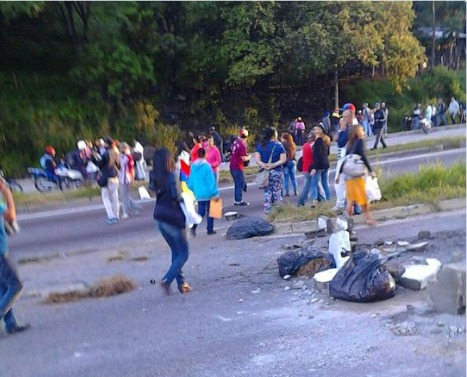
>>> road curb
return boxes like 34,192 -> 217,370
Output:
274,198 -> 466,234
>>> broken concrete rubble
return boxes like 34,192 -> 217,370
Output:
399,258 -> 441,291
427,261 -> 466,314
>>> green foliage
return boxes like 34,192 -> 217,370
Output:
344,67 -> 466,131
380,163 -> 466,201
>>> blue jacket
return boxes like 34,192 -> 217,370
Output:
188,159 -> 219,200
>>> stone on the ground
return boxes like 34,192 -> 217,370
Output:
418,230 -> 431,240
405,241 -> 428,251
318,215 -> 329,230
386,263 -> 405,284
292,280 -> 305,289
399,258 -> 441,291
427,261 -> 466,314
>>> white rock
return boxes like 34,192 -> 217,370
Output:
292,280 -> 305,289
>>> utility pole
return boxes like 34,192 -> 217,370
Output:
334,64 -> 339,108
431,1 -> 436,69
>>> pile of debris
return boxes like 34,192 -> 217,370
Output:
277,217 -> 466,314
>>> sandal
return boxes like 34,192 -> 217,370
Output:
178,283 -> 192,294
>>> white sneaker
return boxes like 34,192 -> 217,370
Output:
331,206 -> 345,212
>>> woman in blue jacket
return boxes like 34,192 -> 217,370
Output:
188,148 -> 219,237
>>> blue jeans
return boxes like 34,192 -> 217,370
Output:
284,160 -> 298,195
193,200 -> 214,233
157,221 -> 188,286
311,169 -> 331,200
230,170 -> 245,203
0,254 -> 23,330
297,172 -> 311,207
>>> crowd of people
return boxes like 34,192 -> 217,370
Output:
0,97 -> 465,333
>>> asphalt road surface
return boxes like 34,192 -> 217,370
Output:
10,148 -> 466,259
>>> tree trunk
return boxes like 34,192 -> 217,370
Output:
431,1 -> 436,69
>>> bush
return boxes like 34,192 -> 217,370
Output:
341,67 -> 466,132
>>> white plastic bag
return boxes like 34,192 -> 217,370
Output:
365,176 -> 381,202
138,186 -> 151,200
180,192 -> 203,229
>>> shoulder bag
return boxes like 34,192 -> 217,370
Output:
255,144 -> 277,189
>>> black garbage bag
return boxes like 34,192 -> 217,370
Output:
226,216 -> 274,240
277,249 -> 336,277
329,250 -> 396,302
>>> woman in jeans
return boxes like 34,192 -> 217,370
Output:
336,125 -> 376,226
150,148 -> 191,294
255,127 -> 287,214
308,123 -> 331,207
281,132 -> 298,198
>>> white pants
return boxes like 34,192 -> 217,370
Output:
101,177 -> 120,220
334,148 -> 347,208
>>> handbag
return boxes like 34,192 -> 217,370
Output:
255,144 -> 277,189
96,173 -> 109,187
209,198 -> 222,219
365,176 -> 382,202
342,153 -> 365,178
297,157 -> 303,172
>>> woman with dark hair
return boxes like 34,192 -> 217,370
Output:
336,125 -> 376,226
255,127 -> 287,214
308,122 -> 331,207
190,135 -> 206,163
175,140 -> 190,182
150,148 -> 191,294
281,132 -> 298,198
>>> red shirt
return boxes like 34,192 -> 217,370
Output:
230,138 -> 248,170
206,145 -> 222,173
190,143 -> 202,163
302,142 -> 313,172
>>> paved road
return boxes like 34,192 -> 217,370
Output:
0,211 -> 466,377
11,148 -> 466,258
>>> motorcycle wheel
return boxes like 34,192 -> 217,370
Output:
8,180 -> 24,192
34,177 -> 53,192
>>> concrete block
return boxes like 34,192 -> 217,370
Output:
427,261 -> 466,314
291,220 -> 319,233
274,223 -> 292,234
399,258 -> 441,291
════════════════
§ INSTRUCTIONS FOR THE TASK
Render all the records above as a two-column CSV with the header "request,boxes" and one row per request: the request text in the request column and its answer in the boxes column. Put each field in double quotes, replace line breaks with spaces, and leave out the pictures.

§ ANSWER TO THIS PROBLEM
request,boxes
">>> road curb return boxes like 34,192 -> 217,370 Output:","274,198 -> 466,234"
">>> broken concrete rubble return boxes like 34,192 -> 217,370 Output:","399,258 -> 441,291 427,261 -> 466,314"
">>> green foliage return boxes like 34,192 -> 217,370 Output:","344,67 -> 466,131 380,163 -> 466,201"
">>> blue jacket return boxes like 34,192 -> 217,370 Output:","188,159 -> 219,200"
">>> stone on the ground return boxes like 34,192 -> 217,370 Output:","418,230 -> 431,240 405,241 -> 428,251 318,215 -> 329,230 386,263 -> 405,284 292,280 -> 305,289 399,258 -> 441,291 427,261 -> 466,314"
">>> white rock return boxes like 34,192 -> 217,370 Output:","292,280 -> 305,289"
">>> utility pole return boxes like 34,192 -> 217,370 Output:","334,64 -> 339,108 431,1 -> 436,69"
">>> pile of debris return boxes like 34,192 -> 217,370 Output:","277,217 -> 466,314"
">>> sandal return boxes like 34,192 -> 217,370 Output:","178,283 -> 192,294"
">>> white sneaker return boxes like 34,192 -> 217,370 Output:","331,206 -> 345,212"
">>> woman in blue jacket return boxes like 34,192 -> 217,370 Output:","188,148 -> 219,237"
">>> blue jeans return boxes like 34,192 -> 217,370 Output:","284,160 -> 298,195 193,200 -> 214,233 157,221 -> 188,286 311,169 -> 331,200 230,170 -> 245,203 0,254 -> 23,330 297,172 -> 311,207"
">>> crowd of people return boxes like 34,192 -> 217,370 Output:","0,97 -> 465,333"
">>> asphalt road surface return boxes like 34,192 -> 217,370 Output:","10,148 -> 466,259"
">>> tree trunk return boxes like 34,192 -> 217,370 Output:","431,1 -> 436,69"
">>> bush return boxes like 34,192 -> 217,370 Output:","341,67 -> 466,132"
">>> white plastic bag return boxes like 34,192 -> 217,370 Output:","365,176 -> 381,202 138,186 -> 151,200 180,192 -> 203,229"
">>> shoulder bag return boxes like 34,192 -> 217,370 Output:","255,144 -> 277,189"
">>> black garbage bag return boxes like 34,192 -> 217,370 Output:","226,216 -> 274,240 277,249 -> 336,277 329,250 -> 396,302"
">>> woman in jeans return boxes like 34,192 -> 217,370 Output:","336,125 -> 376,226 150,148 -> 191,294 255,127 -> 287,214 308,123 -> 331,207 281,132 -> 298,198"
">>> white pants return boxes like 34,192 -> 217,370 Output:","101,177 -> 120,220 334,148 -> 347,208"
">>> handbag return boxes like 34,192 -> 217,370 Output:","255,144 -> 277,189 96,173 -> 109,187 209,198 -> 222,219 365,176 -> 382,202 342,153 -> 365,178 297,157 -> 303,172"
">>> woman with dark hair return boxes like 34,192 -> 217,370 Output:","336,125 -> 376,226 255,127 -> 287,214 308,122 -> 331,207 190,135 -> 206,163 175,140 -> 190,182 150,148 -> 191,294 281,132 -> 298,198"
">>> red shirt return boxes like 34,192 -> 217,370 Output:","230,138 -> 248,170 206,145 -> 222,173 190,143 -> 202,163 302,142 -> 313,172"
">>> paved road return boxes like 34,192 -> 217,370 Output:","0,211 -> 466,377 11,148 -> 466,258"
">>> motorcycle wheel return boxes like 34,192 -> 217,370 Output:","8,180 -> 24,192 34,177 -> 53,192"
">>> concrete block return boxes like 34,192 -> 217,370 Output:","427,261 -> 466,314 291,220 -> 319,233 274,223 -> 292,234 399,258 -> 441,291"